Assignment: Could you filter the records below and keep only the lines with the word "shrub"?

[Material for the task — start]

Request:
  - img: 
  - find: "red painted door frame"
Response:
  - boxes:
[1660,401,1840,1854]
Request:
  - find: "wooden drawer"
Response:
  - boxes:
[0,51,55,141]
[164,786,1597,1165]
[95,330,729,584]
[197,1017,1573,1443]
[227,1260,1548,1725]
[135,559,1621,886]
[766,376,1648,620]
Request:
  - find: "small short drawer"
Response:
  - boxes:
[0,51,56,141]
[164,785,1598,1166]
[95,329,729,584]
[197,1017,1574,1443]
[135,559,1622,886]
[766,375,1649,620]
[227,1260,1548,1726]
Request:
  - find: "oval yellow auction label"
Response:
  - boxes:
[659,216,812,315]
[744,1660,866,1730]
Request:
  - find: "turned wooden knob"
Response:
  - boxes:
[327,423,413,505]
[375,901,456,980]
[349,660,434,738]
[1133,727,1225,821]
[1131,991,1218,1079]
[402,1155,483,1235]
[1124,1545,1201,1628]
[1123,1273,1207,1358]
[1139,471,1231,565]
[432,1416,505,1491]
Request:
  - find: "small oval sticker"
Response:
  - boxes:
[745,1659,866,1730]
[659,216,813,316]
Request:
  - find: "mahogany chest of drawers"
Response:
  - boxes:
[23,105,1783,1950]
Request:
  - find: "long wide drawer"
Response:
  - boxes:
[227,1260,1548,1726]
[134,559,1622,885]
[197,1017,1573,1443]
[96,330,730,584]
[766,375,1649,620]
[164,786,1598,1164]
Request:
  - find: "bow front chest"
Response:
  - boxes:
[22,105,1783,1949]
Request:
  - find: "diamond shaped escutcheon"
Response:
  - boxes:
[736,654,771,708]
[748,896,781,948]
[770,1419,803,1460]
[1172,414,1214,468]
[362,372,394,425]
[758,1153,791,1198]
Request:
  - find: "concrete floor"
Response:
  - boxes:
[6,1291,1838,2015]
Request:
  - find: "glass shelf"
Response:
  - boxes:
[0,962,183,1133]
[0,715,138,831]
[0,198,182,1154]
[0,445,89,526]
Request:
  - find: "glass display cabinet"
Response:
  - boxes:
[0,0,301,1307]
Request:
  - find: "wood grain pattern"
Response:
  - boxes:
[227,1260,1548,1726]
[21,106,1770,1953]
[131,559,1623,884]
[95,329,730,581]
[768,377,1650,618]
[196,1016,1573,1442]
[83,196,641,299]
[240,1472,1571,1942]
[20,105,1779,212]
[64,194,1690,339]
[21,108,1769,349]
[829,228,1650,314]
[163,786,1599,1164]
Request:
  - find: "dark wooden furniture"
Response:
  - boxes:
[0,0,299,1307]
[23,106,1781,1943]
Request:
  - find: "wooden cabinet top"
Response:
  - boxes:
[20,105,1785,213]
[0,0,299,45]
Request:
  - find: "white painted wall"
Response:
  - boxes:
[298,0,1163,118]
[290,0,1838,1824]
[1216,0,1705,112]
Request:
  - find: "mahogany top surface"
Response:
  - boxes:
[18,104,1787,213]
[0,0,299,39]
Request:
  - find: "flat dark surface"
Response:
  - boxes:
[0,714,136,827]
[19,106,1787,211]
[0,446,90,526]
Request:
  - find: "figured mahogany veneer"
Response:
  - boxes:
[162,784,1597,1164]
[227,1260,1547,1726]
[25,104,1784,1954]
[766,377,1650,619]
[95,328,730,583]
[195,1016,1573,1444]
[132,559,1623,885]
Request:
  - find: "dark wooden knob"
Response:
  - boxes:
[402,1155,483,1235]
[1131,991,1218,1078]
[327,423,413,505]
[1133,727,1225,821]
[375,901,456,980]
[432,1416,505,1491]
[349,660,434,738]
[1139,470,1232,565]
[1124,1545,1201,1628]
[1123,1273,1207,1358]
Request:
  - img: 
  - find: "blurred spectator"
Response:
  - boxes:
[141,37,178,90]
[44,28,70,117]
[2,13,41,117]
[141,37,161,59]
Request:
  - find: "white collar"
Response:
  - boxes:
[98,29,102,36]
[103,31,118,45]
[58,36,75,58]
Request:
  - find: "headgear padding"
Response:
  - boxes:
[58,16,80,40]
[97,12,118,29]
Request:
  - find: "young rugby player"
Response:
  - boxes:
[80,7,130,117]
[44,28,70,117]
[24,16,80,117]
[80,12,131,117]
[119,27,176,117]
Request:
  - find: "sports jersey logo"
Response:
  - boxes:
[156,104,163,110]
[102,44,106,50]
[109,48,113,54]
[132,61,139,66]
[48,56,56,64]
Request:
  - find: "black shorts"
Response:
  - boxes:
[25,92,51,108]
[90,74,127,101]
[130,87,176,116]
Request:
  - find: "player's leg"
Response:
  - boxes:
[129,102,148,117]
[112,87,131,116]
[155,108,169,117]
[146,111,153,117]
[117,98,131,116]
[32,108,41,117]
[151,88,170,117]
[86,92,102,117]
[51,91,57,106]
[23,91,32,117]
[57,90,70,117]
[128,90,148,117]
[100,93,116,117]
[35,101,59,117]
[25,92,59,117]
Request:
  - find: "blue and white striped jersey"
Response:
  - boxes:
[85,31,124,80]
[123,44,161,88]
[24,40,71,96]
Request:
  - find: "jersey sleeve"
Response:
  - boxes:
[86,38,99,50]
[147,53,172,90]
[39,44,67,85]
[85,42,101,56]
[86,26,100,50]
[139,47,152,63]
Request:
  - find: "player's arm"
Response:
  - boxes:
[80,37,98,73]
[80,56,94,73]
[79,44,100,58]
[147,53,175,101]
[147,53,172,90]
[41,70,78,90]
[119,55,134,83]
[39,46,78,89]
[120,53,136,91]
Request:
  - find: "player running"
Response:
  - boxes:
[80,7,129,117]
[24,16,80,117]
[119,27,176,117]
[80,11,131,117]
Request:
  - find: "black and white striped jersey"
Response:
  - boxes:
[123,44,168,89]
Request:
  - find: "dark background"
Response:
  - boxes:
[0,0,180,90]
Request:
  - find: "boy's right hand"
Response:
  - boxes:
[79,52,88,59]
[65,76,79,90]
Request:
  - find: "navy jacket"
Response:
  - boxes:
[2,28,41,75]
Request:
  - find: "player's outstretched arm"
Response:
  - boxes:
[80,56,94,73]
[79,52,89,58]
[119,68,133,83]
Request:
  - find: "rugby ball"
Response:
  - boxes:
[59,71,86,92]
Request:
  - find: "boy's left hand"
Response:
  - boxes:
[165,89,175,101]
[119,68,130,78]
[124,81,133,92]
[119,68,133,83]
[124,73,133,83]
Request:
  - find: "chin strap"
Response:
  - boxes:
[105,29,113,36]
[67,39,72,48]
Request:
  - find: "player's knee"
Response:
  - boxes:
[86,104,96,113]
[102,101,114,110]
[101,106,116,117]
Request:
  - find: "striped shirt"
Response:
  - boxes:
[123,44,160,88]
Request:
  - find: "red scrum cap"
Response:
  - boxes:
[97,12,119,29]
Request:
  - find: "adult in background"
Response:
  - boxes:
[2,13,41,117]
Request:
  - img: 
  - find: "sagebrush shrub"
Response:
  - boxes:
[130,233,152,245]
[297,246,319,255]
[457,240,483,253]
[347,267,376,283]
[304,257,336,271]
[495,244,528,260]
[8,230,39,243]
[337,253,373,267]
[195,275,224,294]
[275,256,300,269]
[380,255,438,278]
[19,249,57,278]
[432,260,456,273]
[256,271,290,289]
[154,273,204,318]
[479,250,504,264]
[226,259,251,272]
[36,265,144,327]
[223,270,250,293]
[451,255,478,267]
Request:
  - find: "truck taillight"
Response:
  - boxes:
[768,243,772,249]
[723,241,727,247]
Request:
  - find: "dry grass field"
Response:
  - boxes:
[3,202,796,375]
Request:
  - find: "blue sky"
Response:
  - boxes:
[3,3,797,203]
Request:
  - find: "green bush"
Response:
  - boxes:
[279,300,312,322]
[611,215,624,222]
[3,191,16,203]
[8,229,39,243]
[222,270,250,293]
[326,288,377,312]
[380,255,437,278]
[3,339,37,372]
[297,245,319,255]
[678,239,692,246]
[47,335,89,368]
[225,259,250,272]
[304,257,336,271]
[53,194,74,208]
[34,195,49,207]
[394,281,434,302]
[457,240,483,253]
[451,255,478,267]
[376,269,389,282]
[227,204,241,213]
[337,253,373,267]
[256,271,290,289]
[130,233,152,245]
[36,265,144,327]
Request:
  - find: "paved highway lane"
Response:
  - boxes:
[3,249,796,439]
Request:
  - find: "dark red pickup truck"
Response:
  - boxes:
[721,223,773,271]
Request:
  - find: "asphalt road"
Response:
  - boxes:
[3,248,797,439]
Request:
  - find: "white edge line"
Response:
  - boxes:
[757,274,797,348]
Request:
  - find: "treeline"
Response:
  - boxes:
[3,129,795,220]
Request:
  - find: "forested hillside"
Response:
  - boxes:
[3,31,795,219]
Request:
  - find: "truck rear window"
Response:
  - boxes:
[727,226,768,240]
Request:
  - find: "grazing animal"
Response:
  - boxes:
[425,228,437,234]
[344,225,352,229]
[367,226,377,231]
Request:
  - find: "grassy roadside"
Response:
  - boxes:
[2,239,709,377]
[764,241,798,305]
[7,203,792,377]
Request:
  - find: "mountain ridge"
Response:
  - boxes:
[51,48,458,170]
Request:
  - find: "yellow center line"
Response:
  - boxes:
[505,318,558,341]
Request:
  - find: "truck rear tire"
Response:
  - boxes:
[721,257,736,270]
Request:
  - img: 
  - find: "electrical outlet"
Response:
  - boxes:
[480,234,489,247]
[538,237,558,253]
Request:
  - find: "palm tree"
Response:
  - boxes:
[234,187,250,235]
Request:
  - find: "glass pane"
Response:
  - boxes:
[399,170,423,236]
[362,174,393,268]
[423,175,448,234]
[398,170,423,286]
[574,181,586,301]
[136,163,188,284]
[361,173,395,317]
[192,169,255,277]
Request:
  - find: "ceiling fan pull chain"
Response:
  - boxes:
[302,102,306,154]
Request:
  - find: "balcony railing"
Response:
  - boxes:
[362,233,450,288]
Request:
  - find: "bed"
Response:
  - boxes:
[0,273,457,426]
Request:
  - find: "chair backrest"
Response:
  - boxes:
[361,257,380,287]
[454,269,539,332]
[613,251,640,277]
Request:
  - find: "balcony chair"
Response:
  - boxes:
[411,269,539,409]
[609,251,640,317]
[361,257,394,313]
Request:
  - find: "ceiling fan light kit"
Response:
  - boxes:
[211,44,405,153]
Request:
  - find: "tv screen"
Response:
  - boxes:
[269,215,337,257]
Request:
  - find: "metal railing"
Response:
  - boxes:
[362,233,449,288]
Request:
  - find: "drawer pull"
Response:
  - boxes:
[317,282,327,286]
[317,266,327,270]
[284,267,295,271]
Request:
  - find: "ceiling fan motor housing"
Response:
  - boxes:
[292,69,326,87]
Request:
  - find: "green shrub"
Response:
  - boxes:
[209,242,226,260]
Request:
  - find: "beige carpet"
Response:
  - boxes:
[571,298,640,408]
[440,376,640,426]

[Material for the task — finish]

Answer for the task:
  - find: "sagebrush shrub"
  - find: "green shrub"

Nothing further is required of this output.